#### [PROBLEM]
Answer from the text on writing subject-verb pairs to a CSV file:
(a) What name does the CSV file get by default?
(b) For text on the scale of hundreds of novels, how long should the parse be expected to take?
(c) Which dependency relation must a noun chunk's root have for that chunk to be written to the file?

#### [READING TEXT]
******************************

By default, the CSV file is called `charverbs.csv` and gets created inside the directory with the text files. You can give the file a different name in the code cell below, but keeping `.csv` is recommended.

Doing the NLP parse can be time-consuming, particularly if you have a large number of files. If your text is on the scale of hundreds of novels, expect it to take hours.

In [12]:
charverbfile = 'fortunata-jacinda-verbs.csv'

In [17]:
#Opens the output file
with open(charverbfile, 'w') as out:
    out.write('Filename, Subject, Verb' + '\n')
    #Sorts the files alphabetically
    for filename in sorted(os.listdir(directory)):
        #Looks for .txt files
        if filename.endswith('.txt'):
            #Opens each file
            with open(filename, 'r') as bookfile:
                #Reads in the text in the file
                book = bookfile.read()
                #NLP parse of the text
                doc = nlp(book)
                #Noun chunks are the part of the SpaCy dependency parse that we need
                for chunk in doc.noun_chunks:
                    #If the dependency relation is 'nsubj' (noun subject)
                    if chunk.root.dep_ == 'nsubj':
                        #Write the filename, the noun chunk, the verb, and then a newline character
                        strsubj = str(chunk.text)
                        cleansubj = strsubj.replace(',', '')                        
                        out.write(filename + ', ' + cleansubj + ', ' + chunk.root.head.text + '\n')

******************************

#### [DATASET ENTRIES]
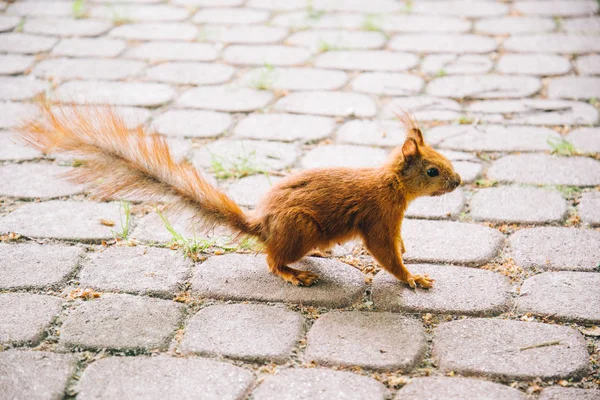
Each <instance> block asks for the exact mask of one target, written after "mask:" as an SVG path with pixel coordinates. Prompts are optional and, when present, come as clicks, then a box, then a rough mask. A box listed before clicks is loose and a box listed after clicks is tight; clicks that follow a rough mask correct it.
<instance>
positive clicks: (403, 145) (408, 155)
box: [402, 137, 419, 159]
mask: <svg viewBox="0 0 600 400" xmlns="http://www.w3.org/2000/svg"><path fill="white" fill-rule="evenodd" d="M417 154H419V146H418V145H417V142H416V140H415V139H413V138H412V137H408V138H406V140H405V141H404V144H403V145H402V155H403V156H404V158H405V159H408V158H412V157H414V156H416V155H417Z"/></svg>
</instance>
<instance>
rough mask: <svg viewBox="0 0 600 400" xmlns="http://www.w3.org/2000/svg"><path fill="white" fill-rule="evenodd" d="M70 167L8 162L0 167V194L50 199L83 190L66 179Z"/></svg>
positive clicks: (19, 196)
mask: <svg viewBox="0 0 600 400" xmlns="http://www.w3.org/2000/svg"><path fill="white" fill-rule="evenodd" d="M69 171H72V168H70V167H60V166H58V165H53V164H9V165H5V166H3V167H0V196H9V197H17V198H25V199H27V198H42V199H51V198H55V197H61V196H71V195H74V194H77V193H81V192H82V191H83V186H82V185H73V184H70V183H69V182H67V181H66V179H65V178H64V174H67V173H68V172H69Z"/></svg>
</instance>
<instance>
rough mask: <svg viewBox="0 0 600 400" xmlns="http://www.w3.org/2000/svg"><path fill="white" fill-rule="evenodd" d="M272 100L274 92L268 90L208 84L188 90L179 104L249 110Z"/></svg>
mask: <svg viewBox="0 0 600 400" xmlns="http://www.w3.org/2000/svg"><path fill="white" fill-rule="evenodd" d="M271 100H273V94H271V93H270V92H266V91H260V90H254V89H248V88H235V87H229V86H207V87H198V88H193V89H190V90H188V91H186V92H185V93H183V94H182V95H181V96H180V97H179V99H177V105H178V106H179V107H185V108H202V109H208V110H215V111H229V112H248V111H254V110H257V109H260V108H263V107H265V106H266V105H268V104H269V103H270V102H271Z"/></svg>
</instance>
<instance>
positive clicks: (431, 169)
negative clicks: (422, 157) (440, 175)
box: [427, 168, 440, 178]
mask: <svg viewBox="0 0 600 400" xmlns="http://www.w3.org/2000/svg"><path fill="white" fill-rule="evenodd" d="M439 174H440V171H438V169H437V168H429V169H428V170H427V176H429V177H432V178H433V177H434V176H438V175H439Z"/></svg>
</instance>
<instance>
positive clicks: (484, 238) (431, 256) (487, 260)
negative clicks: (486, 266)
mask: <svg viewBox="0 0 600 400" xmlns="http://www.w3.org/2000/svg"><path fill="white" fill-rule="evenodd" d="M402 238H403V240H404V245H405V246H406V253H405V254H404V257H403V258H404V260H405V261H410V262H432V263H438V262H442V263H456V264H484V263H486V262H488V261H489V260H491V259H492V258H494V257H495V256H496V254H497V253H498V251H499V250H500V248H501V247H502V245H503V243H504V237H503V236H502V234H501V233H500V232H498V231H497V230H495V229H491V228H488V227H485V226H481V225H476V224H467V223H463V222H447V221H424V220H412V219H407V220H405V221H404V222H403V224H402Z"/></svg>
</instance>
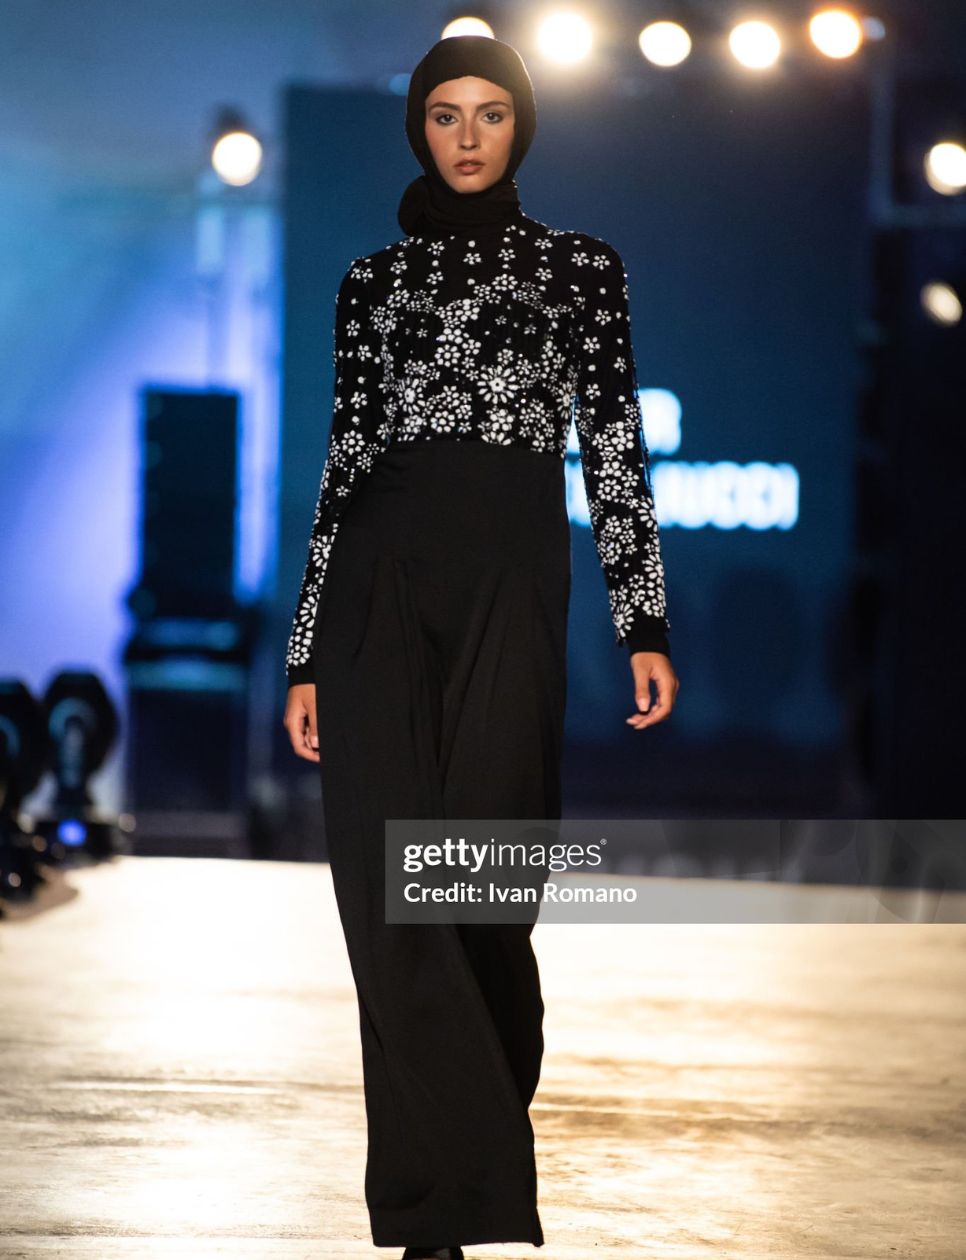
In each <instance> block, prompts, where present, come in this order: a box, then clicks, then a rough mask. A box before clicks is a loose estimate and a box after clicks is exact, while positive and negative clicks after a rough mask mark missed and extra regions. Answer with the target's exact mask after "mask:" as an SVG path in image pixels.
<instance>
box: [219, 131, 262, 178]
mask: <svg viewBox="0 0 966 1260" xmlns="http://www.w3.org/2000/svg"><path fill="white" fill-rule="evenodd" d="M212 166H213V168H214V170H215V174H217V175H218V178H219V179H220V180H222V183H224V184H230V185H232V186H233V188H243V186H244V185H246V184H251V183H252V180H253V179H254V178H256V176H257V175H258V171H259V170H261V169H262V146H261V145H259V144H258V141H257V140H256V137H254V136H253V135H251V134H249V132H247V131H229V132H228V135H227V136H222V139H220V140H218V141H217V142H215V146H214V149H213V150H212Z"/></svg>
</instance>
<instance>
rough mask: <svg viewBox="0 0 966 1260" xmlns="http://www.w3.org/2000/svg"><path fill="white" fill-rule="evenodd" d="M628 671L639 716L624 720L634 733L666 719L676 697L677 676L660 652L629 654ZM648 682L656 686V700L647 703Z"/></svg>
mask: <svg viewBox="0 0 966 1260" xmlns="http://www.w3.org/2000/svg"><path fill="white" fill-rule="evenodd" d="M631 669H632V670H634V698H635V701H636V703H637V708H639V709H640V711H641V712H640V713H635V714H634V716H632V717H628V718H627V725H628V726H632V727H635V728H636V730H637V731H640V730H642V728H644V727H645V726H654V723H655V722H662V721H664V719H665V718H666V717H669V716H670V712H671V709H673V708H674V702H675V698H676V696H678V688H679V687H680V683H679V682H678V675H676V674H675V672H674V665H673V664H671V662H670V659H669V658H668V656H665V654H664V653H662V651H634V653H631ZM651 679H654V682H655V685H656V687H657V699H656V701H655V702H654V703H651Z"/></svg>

******************************

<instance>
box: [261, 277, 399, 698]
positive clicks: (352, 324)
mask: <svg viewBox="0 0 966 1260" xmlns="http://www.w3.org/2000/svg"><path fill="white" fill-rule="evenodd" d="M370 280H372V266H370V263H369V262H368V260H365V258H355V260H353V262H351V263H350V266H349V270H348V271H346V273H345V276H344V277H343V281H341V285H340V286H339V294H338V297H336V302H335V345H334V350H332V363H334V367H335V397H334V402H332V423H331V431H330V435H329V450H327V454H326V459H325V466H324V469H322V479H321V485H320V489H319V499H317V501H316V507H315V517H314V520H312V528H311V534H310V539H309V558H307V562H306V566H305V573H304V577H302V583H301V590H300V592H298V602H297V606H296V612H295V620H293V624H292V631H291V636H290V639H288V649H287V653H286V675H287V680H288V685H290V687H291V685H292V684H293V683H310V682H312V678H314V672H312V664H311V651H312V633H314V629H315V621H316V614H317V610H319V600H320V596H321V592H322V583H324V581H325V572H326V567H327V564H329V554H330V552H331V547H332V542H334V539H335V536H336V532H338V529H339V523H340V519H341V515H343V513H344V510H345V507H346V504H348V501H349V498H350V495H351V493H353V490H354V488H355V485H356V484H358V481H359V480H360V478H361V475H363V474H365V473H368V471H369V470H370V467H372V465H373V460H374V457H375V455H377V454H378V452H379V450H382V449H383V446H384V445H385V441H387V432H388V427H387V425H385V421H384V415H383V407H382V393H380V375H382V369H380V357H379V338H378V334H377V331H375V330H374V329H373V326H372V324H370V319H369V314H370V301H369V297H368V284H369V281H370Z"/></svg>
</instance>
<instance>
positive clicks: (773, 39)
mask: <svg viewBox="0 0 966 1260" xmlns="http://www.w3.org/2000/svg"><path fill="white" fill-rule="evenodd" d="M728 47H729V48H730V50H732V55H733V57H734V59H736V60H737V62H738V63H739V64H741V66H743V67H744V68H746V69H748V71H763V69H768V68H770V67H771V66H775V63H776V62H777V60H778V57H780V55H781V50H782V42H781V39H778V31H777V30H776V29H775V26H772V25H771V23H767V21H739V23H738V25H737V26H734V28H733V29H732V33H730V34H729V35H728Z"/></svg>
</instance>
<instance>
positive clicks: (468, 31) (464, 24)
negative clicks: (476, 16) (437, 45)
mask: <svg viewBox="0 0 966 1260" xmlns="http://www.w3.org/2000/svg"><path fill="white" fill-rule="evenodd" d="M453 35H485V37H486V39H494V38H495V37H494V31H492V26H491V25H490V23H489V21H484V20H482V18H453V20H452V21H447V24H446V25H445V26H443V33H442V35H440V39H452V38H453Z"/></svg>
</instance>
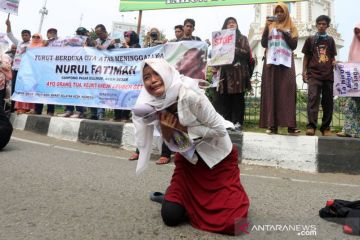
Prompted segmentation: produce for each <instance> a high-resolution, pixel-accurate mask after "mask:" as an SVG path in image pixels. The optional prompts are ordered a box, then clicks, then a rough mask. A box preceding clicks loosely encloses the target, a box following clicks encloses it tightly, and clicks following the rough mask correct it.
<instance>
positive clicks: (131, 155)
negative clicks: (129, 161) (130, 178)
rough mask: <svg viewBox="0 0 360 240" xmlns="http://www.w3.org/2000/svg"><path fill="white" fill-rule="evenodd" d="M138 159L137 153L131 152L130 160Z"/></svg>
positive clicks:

******************************

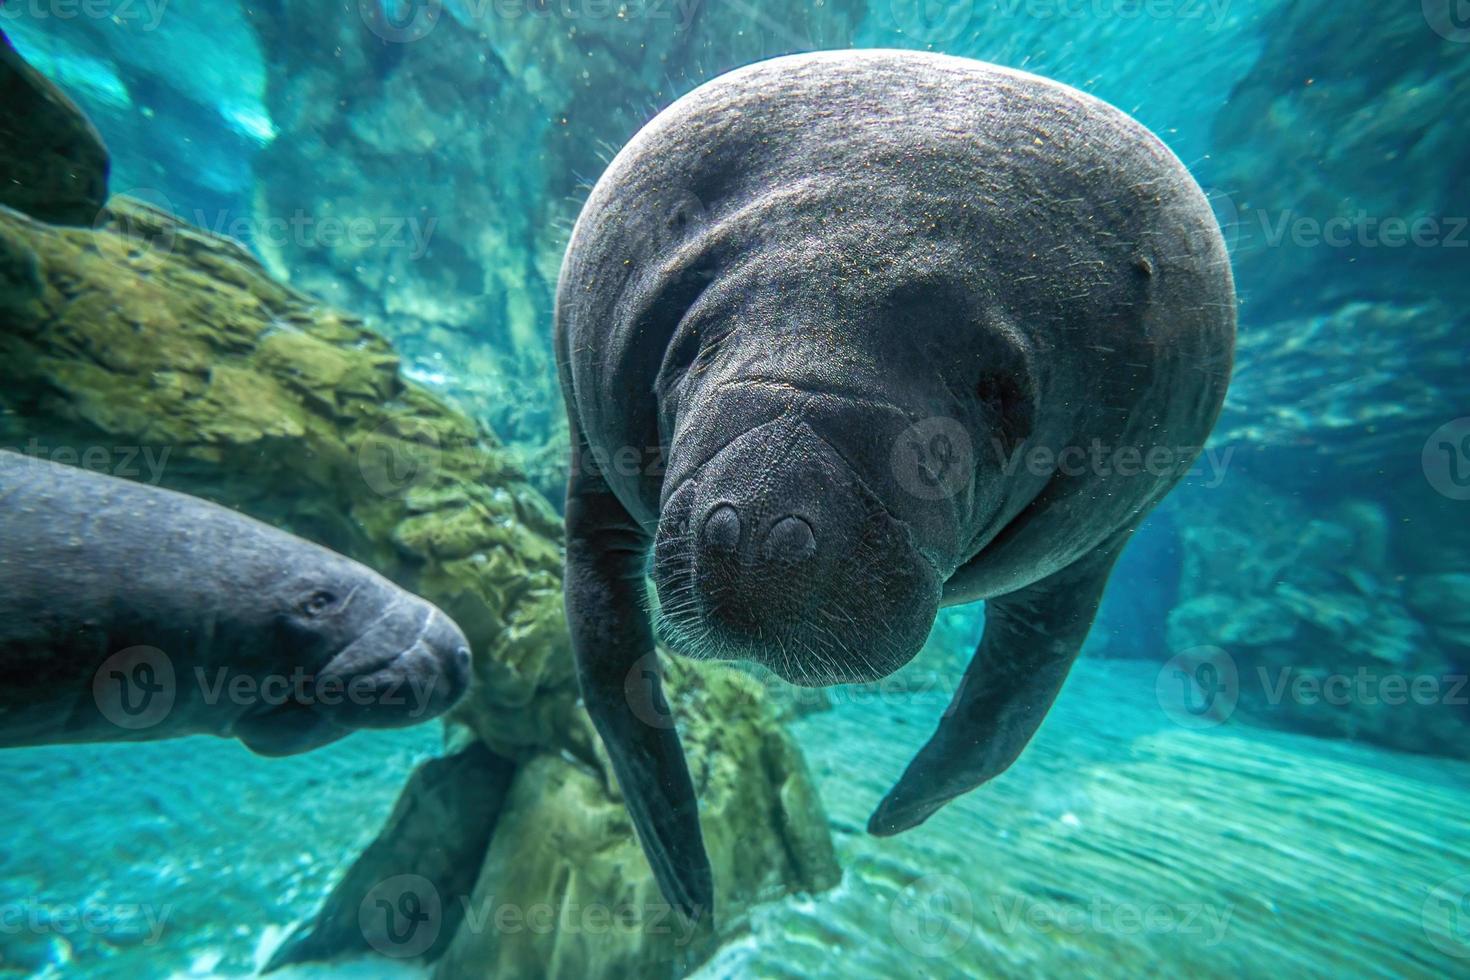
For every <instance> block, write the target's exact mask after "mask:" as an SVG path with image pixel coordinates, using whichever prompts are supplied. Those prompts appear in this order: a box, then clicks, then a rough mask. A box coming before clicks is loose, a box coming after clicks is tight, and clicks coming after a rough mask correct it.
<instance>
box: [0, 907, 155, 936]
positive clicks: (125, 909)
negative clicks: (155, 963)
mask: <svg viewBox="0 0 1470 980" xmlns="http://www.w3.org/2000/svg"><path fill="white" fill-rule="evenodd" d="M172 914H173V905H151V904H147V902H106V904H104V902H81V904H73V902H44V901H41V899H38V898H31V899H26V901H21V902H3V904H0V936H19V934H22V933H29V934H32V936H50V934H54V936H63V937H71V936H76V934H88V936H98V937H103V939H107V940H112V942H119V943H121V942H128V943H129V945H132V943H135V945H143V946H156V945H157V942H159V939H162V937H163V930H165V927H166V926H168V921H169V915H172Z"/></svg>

******************************

#### [ANSWER TO THIS TASK]
(a) `charverbs.csv`
(b) Hours.
(c) 'nsubj' (noun subject).